start Material supplied
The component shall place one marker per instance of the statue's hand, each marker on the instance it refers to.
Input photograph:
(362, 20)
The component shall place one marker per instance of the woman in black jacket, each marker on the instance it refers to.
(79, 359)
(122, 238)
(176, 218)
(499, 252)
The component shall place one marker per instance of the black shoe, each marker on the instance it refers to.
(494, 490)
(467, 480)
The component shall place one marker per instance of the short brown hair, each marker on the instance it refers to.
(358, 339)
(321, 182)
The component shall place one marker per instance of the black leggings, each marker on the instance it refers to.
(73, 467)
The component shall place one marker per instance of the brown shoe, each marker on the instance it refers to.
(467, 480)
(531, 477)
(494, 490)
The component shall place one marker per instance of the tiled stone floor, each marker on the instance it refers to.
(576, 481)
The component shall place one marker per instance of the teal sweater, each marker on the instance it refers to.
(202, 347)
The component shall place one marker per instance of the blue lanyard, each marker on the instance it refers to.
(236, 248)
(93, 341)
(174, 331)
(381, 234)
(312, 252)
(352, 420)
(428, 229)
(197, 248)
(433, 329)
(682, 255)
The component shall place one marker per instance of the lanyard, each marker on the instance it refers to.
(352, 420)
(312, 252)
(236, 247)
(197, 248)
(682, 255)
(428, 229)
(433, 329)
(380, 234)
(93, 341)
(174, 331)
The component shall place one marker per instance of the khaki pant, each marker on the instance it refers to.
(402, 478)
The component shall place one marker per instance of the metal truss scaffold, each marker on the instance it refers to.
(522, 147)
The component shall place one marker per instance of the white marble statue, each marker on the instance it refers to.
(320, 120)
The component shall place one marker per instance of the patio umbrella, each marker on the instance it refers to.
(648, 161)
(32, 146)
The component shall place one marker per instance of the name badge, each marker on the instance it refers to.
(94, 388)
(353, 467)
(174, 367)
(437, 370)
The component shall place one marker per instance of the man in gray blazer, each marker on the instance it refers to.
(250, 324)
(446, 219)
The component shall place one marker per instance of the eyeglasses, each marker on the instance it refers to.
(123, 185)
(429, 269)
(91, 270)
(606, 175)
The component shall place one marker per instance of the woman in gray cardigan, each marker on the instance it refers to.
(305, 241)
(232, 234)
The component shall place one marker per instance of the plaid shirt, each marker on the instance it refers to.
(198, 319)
end Material supplied
• [Set task]:
Reproduce the entire listing above verbatim, line by line from the first to the last.

• [Correct answer]:
The component shall place one marker per instance of the statue's hand, each marker on the instance it refers to.
Input photograph:
(362, 20)
The component shall place one marker per instance of the woman in black jacket, each marker on the instance it refers to.
(79, 359)
(122, 238)
(176, 218)
(499, 252)
The component shall place one marker per instance of the black shoe, each marker on the instance it refers to.
(494, 490)
(467, 480)
The component shall place one marker per instance of the short brown hair, each marker on the instance it refers to.
(358, 339)
(321, 182)
The component shall place one marker per instance of the black leggings, each marker on the instance it refers to.
(73, 467)
The component shall place one marker per instance of the brown shoe, each marker on the instance it refers to.
(467, 480)
(531, 477)
(494, 490)
The component shall place one marker per instance of the tiled stone floor, each marker on the instance it refers to.
(576, 481)
The component shall place one marker per instance of the teal sweater, each marker on the instance it refers to.
(202, 347)
The component shall place one marker per instance of the blue lanyard, each marker on the instance it refers to.
(236, 248)
(93, 341)
(174, 331)
(381, 234)
(312, 252)
(352, 420)
(428, 229)
(197, 248)
(433, 329)
(682, 255)
The component shall place one marker per instance of the lanyard, each marker on the instance it refers to.
(352, 420)
(312, 252)
(236, 247)
(197, 248)
(682, 255)
(428, 229)
(433, 329)
(380, 234)
(93, 341)
(174, 331)
The component shall place one marker per instance of the khaki pant, each marker on the instance it refers to.
(402, 478)
The component shall place one marker per instance of the metal truss scaffold, each marker on the instance it refers to.
(522, 147)
The component shall place one marker per instance of the white marble statue, each marker on the instance it refers to.
(320, 120)
The component shall place one marker per instance of the patio umbrella, each marker on the instance it refers to.
(648, 161)
(32, 146)
The component shall place one marker per instance of the name badge, each marker on the instance it refers to.
(94, 388)
(353, 467)
(174, 367)
(437, 370)
The component shall place one marker per instance of the man in gray blazer, each marker on the instance it refers to.
(250, 324)
(446, 219)
The component shall place one marker per instance of the eyeglasses, each marker on the instance it refers to.
(123, 185)
(429, 269)
(91, 270)
(606, 175)
The component shall place one marker per instance of the woman in gray cardigan, each marker on the instance it refers to.
(305, 241)
(232, 234)
The component shall place one marker per instance of the plaid shirt, each marker on the instance it refers to.
(198, 319)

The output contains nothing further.